▸ **SELECTED PASSAGE**:
★ ★ ★ ★ ★ ★ ★

He also weighed in on the debates about postmodernism and religion currently in vogue. To the darlings of deconstructionist theology, for whom the death of God and the disappearance of the self created brave new possibilities for religious thought, Rorty’s “old-fashioned atheism” was like a cold slap to the face. “I believe when you die you rot,” he said one fine spring afternoon in the West Pavilion lecture room in response to a paper by Mark C. Taylor, author of such influential books as De-constructing Theology and Erring: A Postmodern A/theology.

For my money, that memorable afternoon in Charlottesville in 1989 marked the end of the deconstructionist theology movement. It was not quite the momentous “black day” in August 1914, when 93 German professors and writers proclaimed their support of the war policy of Wilhelm II; the day Karl Barth realized he could no longer follow the direction of nineteenth-century Protestant theology—”their ethics and dogmatics or their understanding of the Bible and of history.” But it was close. In 15 minutes Rorty did more to dramatize the poverty of liberalism (and its recent incarnation, the theological deconstructionist) than the whole Yale School had done in three decades.

Mark Taylor’s paper had begun with a quote from Michael Serres’s book, The Parasite, about rats chewing up a Persian rug, and went on from there to talk about “the demonized other of the West.” Rorty was accused of thinking improperly about otherness—of exterminating the rats: “Rorty’s ‘dialogue’ actually ends in a monologue spoken/written to colonize the other.”4 Rorty, Taylor said, was a “cultural imperialist,” wielding his machete of irony against the otherness of the other, the difference of the different, “an other that is forever other,” “a difference that is always different.”5 Taylor advised Rorty “to travel East—from middle to far—in search of an East that ‘is’ different … different from a construction through which the West converses with itself while pretending to listen to someone/something other.”6

Rorty declined the invitation, not very politely, and he brought down the house in the process. Here are some of the highlights. I refer you to a forlorn University Press of America volume, entitled On the Other: Dialogue and/or Dialectics, for the complete text.

★ ★ ★ ★ ★ ★ ★

▸ **DIRECTION 1**:
Turn every line of the image location labeling rows into a numbered list, dropping blank lines and omitting the pictures.
The passage and the rows come from unrelated sources.

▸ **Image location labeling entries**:

★ ★ ★ ★ ★ ★ ★

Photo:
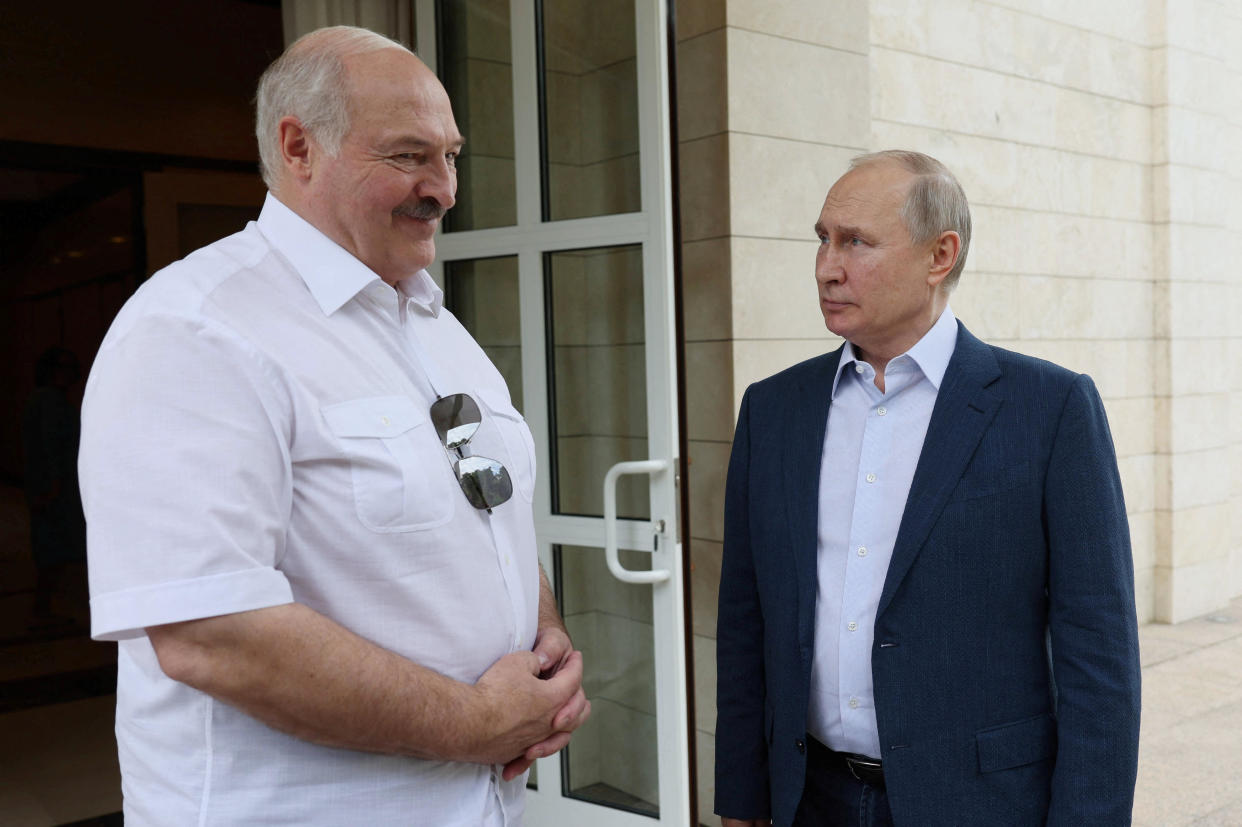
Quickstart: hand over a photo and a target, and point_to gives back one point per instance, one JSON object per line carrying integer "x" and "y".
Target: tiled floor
{"x": 1190, "y": 754}
{"x": 58, "y": 761}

★ ★ ★ ★ ★ ★ ★

▸ **DIRECTION 2**:
According to the passage on Rorty and deconstructionist theology, in what room did Rorty say "I believe when you die you rot"?

▸ **FULL SOLUTION 1**:
1. Photo:
2. Quickstart: hand over a photo and a target, and point_to gives back one point per instance, one JSON object per line carrying integer "x" and "y".
3. Target: tiled floor
4. {"x": 1190, "y": 754}
5. {"x": 58, "y": 761}

▸ **FULL SOLUTION 2**:
The West Pavilion lecture room.